_Input material_
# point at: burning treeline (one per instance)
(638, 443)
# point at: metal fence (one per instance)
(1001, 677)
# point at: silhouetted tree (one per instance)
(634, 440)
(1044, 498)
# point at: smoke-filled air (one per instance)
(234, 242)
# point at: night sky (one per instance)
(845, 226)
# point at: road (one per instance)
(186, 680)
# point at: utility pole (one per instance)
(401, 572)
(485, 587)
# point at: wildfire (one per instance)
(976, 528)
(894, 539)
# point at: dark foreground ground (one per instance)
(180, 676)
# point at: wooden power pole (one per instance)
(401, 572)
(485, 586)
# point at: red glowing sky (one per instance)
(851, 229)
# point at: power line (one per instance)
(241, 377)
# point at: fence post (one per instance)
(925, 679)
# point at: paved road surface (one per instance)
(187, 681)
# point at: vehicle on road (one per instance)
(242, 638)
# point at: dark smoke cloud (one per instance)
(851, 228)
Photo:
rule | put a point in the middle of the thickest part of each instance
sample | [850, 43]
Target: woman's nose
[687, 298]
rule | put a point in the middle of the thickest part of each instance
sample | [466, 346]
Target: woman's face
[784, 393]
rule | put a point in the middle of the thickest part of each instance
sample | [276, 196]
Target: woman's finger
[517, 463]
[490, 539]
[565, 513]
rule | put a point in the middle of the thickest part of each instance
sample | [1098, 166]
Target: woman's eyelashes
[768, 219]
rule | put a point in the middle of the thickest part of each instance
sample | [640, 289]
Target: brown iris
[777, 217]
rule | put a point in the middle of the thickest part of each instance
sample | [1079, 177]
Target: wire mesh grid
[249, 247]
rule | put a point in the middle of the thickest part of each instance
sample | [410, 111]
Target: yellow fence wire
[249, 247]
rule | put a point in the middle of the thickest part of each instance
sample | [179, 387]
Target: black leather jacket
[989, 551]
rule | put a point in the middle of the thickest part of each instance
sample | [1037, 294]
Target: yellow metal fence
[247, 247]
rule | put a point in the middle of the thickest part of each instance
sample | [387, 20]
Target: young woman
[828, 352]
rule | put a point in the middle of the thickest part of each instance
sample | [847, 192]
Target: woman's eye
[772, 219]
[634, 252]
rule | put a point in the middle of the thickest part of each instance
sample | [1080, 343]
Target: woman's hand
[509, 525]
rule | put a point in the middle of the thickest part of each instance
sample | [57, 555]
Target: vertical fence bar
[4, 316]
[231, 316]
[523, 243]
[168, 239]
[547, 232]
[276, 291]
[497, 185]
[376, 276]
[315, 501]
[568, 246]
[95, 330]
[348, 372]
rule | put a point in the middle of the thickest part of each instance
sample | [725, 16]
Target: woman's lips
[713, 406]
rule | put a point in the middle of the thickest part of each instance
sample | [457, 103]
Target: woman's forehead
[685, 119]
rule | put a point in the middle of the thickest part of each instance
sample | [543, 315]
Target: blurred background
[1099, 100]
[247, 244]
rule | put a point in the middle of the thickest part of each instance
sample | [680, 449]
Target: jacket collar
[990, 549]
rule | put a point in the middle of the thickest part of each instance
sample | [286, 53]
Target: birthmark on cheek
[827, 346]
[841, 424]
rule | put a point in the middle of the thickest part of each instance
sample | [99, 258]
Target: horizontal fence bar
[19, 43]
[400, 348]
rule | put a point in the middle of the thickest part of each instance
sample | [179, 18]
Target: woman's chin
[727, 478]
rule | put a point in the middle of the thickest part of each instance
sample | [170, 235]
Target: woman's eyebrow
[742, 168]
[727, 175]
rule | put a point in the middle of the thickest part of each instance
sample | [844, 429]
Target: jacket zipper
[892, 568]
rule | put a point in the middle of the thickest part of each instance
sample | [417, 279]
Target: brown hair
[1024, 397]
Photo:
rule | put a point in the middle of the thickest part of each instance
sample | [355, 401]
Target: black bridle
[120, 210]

_Exercise task_
Please collect every line in the records above that contains the word "jacket". Case counts, so match capital and lowercase letters precisely.

_Answer_
Target: black leather jacket
Target: jacket collar
Target: jacket zipper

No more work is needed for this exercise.